Tasks and exercises
- 1) In the forum thread on the barking birdeater, why does matto2k keep the spider the same way as a cobalt blue?
- 2) Using the forum thread on the barking birdeater, decide whether each statement agrees with it: (a) females of the species live up to 30 years; (b) tiesto paid £2.50 for the spider; (c) both slings Steve 88 kept survived. Answer yes or no for each and quote the deciding words.
- 3) Pick up the forum thread on the barking birdeater after its final sentence and write what comes next.
[Start of Excerpted passage]
# Barking Birdeater - S Crassipes



## tiesto (May 6, 2009)

just got back from my local t shop with this 1inch S Crassipes.. got a ruff care sheet but could do with some more info.. any one keep or kept this species.. ???

thanks


----------



## matto2k (Nov 30, 2006)

i keep mine the same as a cobalt blue seeing as there from tropical queensland. There the worst pet hole money can buy. and one of the most if not the most venomous T's available!! and i beleive get get rather large aswell seeing as they eat fulling grown rats and cain toads in the wild!


----------



## tiesto (May 6, 2009)

joy.. i love pet holes and therens noting more fab about getting a killer t  will be like feeding my snakes then when adult


----------



## elliot ness (Oct 5, 2008)

they sound nasty :2thumb: but we have a mutt so none of those for me :bash:
need to see pics of this


----------



## Steve 88 (Jan 21, 2008)

nice spid, both slings ive had have died on me, one DOA the other went all stiff and just died, most bizzarre. as has been mentioned there one of the few aussie animals that actually eat the cane toad.


----------



## tiesto (May 6, 2009)

cant realy get a pic.. its already made a system of tunnels..


----------



## matto2k (Nov 30, 2006)

seen my once in four months.... there well known for killing large farm dogs in oz. and i beleive theres a record of one taking a 2lb fish from a river aswell.


----------



## garlicpickle (Jan 16, 2009)

I heard they bite mother kangaroos, and while she is temporarily disabled from the venom, crawl into her pouch and eat the joey.


----------



## tiesto (May 6, 2009)

joys..... im going to loe keeping this t .. best £2 ive ever spent


----------



## matto2k (Nov 30, 2006)

£2 damn you i paid £2.50 for mine lol not many people want such a "fun" T. wonder how fast they are?


----------



## Steve 88 (Jan 21, 2008)

garlicpickle said:


> I heard they bite mother kangaroos, and while she is temporarily disabled from the venom, crawl into her pouch and eat the joey.


lol sounds like scare mongering to me.


----------



## Josh-sama (Sep 26, 2008)

Info i've just pulled up:

_The Whistling / Barking spider (Selenocosmia crassipes) makes a sound rather like a thumb nail rubbing across a comb. You can hear it from quite a distance away (over a meter away).

Females live up to 30 years, males up to 8 years.

They are nocturnal burrowers, typically very aggressive. They can eat some pretty amazing stuff - guinea fowl (like chickens), your usual array of invertebrates. One has been seen dragging a 2.5 pound dead fish carcass up from the river bank and across the forest floor to its burrow, where it happily feasted!

Reports about their venom are often conflicting. Some claim that they are dangerous to humans, esp. small children and sick elderly people, and can make an adult feel very unwell (vomiting).

There are substantiated reports that their venom has killed large dogs - Dobermans and German shepherds within 20 minutes of a bite (these dogs are usually the farm dogs which play with things they shouldn't).
[End of Excerpted passage]
[Start of Data block]
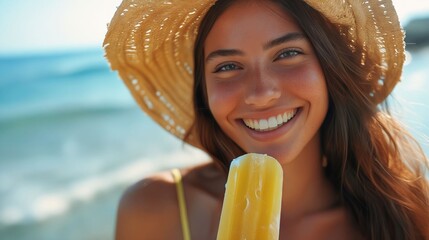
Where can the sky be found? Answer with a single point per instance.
(49, 25)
[End of Data block]
Expected responses
- 1) matto2k keeps it like a cobalt blue because the species comes from tropical Queensland.

- 2)
(a) Yes: "Females live up to 30 years, males up to 8 years."
(b) No: "best £2 ive ever spent"
(c) No: "both slings ive had have died on me"

- 3)
They are found in tropical rainforests of Queensland, and as such need warm temperatures and plenty of humidity._ 
_
They grow to about palm size, light to dark brown in colour. Males are smaller in body size, but have much longer legs than the females and hence look bigger. Females are quite "sturdy"._

Sound charming.


----------



## garlicpickle (Jan 16, 2009)

matto2k said:


> £2 damn you i paid £2.50 for mine lol not many people want such a "fun" T. wonder how fast they are?


I wish I had one now!


----------



## ex0tics (Jun 9, 2009)

Josh-sama said:


> Info i've just pulled up:
> 
> _The Whistling / Barking spider (Selenocosmia crassipes) makes a sound rather like a thumb nail rubbing across a comb. You can hear it from quite a distance away (over a meter away)._
> 
> ...


Indeed:lol2:


----------



## Josh-sama (Sep 26, 2008)

I'd love to hear the noise they make. :mf_dribble: As long as it was behind glass. :lol2:


----------



## emilyloulou (Oct 28, 2008)

I have an AF for sale that noone seems to want, beautiful velvely dark brown spider. never has a wistle from her though. 

Lots of threat poses though, and had to practically throw her in her tank when i rehoused her lol. 

I would very much like her to be collection only but i have a horible feeling that if she eventually does sell then i will be having to dig her up, the thought makes me sweat lol


----------



## matto2k (Nov 30, 2006)

garlicpickle said:


> I wish I had one now!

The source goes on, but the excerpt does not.